## Passage
--- --- ---

Tuesday, June 17, 2008

Ready for Baby? (How About Your Sperm?)

Holding off for a day on the Surgeon General story to instead talk about something that has interested me since I watched a presentation on how men's choices can affect sperm health. We ladies load up on folic acid and other staples of a healthy diet to prep for getting pregnant but tend not to expect the same from our men, even though the guys are providing half of the, um, material.
It turns out that sperm DNA is vulnerable to defects, some of which may come from dietary deficiencies or exposure to toxins. But for various reasons, some of them cultural, "much of this information never makes it to men." Men don't visit ob-gyns yearly like women do, for one thing, and there also seems to be a false perception that the male reproductive system is "simple" and "straightforward" and that defective sperm don't tend to make it all the way to the egg. Some of these same perceptions make research funding difficult to acquire, according to some scholars, so the science on male reproductive health is sparse.

--- --- ---

[Records from a data source]
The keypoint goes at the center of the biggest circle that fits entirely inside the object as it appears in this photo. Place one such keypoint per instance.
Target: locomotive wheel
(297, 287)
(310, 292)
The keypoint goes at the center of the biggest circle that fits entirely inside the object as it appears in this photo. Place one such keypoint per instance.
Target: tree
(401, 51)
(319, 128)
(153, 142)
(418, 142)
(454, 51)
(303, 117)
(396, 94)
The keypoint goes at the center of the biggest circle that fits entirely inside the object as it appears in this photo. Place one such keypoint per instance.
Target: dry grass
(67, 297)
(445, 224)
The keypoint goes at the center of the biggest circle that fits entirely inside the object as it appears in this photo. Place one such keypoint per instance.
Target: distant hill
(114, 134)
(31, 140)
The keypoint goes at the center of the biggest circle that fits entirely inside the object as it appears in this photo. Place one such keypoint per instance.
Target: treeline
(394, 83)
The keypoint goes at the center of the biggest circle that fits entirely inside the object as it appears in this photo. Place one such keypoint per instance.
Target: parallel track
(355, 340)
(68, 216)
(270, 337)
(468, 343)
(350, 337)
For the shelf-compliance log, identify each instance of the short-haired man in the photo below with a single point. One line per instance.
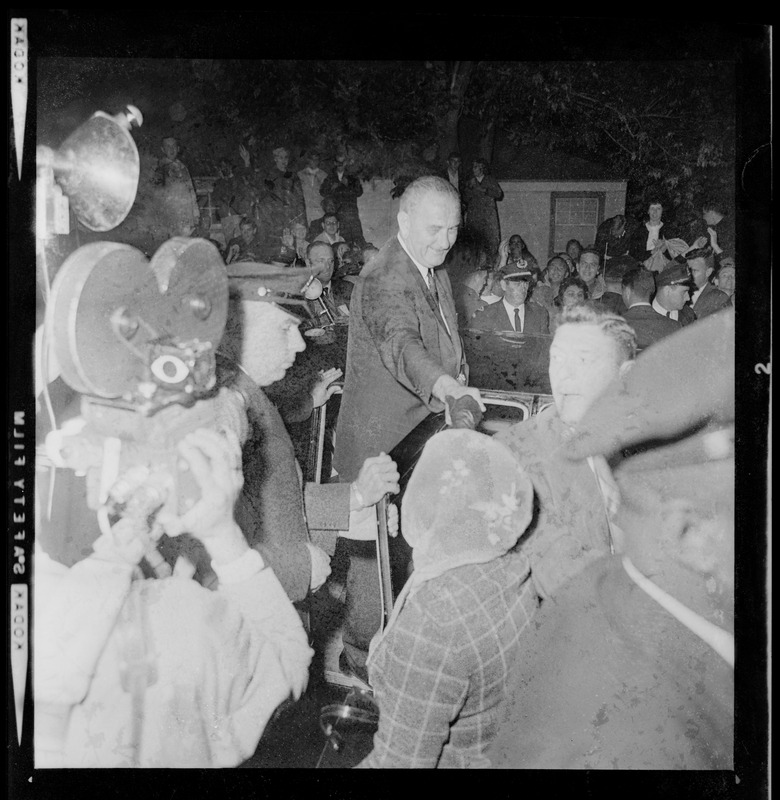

--- --- ---

## Tasks to carry out
- a) In the post about sperm health, what nutrient do women stock up on to prepare for getting pregnant?
- b) Continue the post about men's sperm health from its last sentence.

## Task-by-task results
- a) Folic acid.

- b)
Here's what we do know: Vietnam vets exposed to Agent Orange gave birth to a high amount of children with spina bifida, leading to questions about pesticide exposure. Men who received chemotherapy for testicular cancer temporarily produced defective sperm (perhaps not surprising given the toll chemo takes on the body). Older men's sperm is more likely to cause dwarfism. And most recently, as I previously covered, a Berkeley study found that men who ate little folate--yes, that same B-vitamin so important to women--produced more sperm with the wrong number of chromosomes, which could cause miscarriages and birth defects.

1 comments:

Jill said...

So interesting, but also upsetting that such important information is not reaching half our species!